### What needs to be done
In the records below, swap every occurrence of "bounding boxes" for "box coordinates" and write out all the lines again with nothing else changed.

----------

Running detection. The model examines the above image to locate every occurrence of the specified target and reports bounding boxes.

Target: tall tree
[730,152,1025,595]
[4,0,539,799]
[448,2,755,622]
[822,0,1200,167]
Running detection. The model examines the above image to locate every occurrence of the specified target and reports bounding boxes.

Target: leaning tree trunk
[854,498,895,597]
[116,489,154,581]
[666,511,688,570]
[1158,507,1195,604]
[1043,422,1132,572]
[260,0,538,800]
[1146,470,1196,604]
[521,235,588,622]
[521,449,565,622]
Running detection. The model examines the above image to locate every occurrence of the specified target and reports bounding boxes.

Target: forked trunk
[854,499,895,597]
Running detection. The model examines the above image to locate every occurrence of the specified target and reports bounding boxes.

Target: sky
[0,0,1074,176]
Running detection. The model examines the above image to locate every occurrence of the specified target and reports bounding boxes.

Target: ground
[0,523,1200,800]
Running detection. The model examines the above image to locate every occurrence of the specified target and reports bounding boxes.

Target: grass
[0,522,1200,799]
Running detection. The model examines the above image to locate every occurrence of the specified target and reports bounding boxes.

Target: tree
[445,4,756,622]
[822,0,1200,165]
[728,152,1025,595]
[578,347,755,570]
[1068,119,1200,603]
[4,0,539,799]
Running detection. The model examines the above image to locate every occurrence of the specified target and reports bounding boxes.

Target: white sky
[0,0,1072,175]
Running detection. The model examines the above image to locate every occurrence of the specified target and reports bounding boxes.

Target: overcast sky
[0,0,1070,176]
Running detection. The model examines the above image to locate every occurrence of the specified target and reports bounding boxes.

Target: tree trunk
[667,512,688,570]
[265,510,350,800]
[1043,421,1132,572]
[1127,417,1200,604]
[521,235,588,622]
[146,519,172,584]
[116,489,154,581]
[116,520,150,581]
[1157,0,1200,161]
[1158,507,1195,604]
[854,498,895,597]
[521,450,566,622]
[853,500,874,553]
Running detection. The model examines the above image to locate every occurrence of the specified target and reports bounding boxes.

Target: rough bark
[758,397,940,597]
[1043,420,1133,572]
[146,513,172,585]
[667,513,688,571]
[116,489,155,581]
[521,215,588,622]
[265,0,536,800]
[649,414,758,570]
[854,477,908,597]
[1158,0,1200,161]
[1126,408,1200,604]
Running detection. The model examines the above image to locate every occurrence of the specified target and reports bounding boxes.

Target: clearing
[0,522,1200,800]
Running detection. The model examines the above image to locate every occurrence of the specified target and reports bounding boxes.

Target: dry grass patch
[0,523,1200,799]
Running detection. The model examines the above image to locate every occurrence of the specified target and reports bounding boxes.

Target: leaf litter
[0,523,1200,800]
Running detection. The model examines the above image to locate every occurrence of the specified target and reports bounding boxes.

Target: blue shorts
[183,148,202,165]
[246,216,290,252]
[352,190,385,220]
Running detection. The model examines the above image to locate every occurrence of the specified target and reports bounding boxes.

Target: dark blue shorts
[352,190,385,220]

----------

### Answer to the problem
Running detection. The model examines the above image to locate every occurrence of the specified target and reports box coordinates.

Target: tall tree
[730,152,1025,595]
[4,0,539,799]
[448,2,755,622]
[822,0,1200,167]
Running detection. The model examines the above image to locate every occurrence of the specified target and reports box coordinates.

Target: leaning tree trunk
[854,498,895,597]
[116,489,154,581]
[666,511,688,570]
[1158,507,1195,604]
[1043,422,1132,572]
[260,0,538,800]
[1146,470,1196,604]
[521,235,588,622]
[521,449,565,622]
Running detection. The model examines the above image to locate every occurrence of the specified target and reports box coordinates.

Target: forked trunk
[854,499,895,597]
Running detection. The model examines the above image to locate every occurrence of the specified target and reports box coordinates.

Target: sky
[0,0,1074,176]
Running detection. The model examines the above image to locate every occurrence of the specified target and reports box coordinates.

Target: ground
[0,523,1200,800]
Running detection. The model examines the above image to locate every occurrence of the specified target and reports box coordinates.

Target: grass
[0,522,1200,799]
Running detection. The model examines the above image to locate every occurrence of the specified target and reports box coordinates.

Target: tree
[445,4,756,622]
[822,0,1200,165]
[728,152,1025,595]
[578,347,755,570]
[1068,119,1200,603]
[4,0,539,799]
Running detection. The model examines the above image to locate every occurrence of the specified target and reports box coordinates.

Target: white sky
[0,0,1072,175]
Running detection. The model examines the above image to locate every occurrence of the specified target and reports box coordinates.

Target: overcast sky
[0,0,1070,176]
Running detection. The model examines the above image to locate every occurrence of the specified target and reports box coordinates.

Target: tree trunk
[667,512,688,570]
[265,510,350,800]
[1043,421,1132,572]
[1127,417,1200,604]
[521,235,588,622]
[146,519,172,584]
[116,489,154,581]
[116,520,150,581]
[1157,0,1200,161]
[1158,507,1195,604]
[854,498,895,597]
[521,450,566,622]
[853,500,874,553]
Running detection. The model examines the above image to locate every occurrence of the specified target and reports box coordinates.

Target: rough bark
[758,397,940,597]
[1043,420,1133,572]
[146,513,172,585]
[667,513,688,571]
[116,489,155,581]
[521,215,588,622]
[265,0,536,800]
[649,414,758,570]
[854,477,908,597]
[1158,0,1200,161]
[1126,408,1200,604]
Running detection. The model examines the above image to locate every occurrence of the specified target and reports box coordinates.

Target: clearing
[0,522,1200,800]
Running detection. The model examines the above image to locate every occurrence of the specified target and reports box coordinates.

Target: dry grass patch
[0,523,1200,799]
Running detection. The model examines the above image to locate every occurrence of the specified target and reports box coordinates.

Target: leaf litter
[0,523,1200,800]
Running detection. The model examines the above image to locate every occurrence of the specified target and reports box coordinates.

Target: blue shorts
[183,148,202,165]
[246,216,290,252]
[352,190,385,220]
Running detection. The model examines the above image to locate every occurrence of the specified target and reports box coordinates.

Target: dark blue shorts
[352,190,385,220]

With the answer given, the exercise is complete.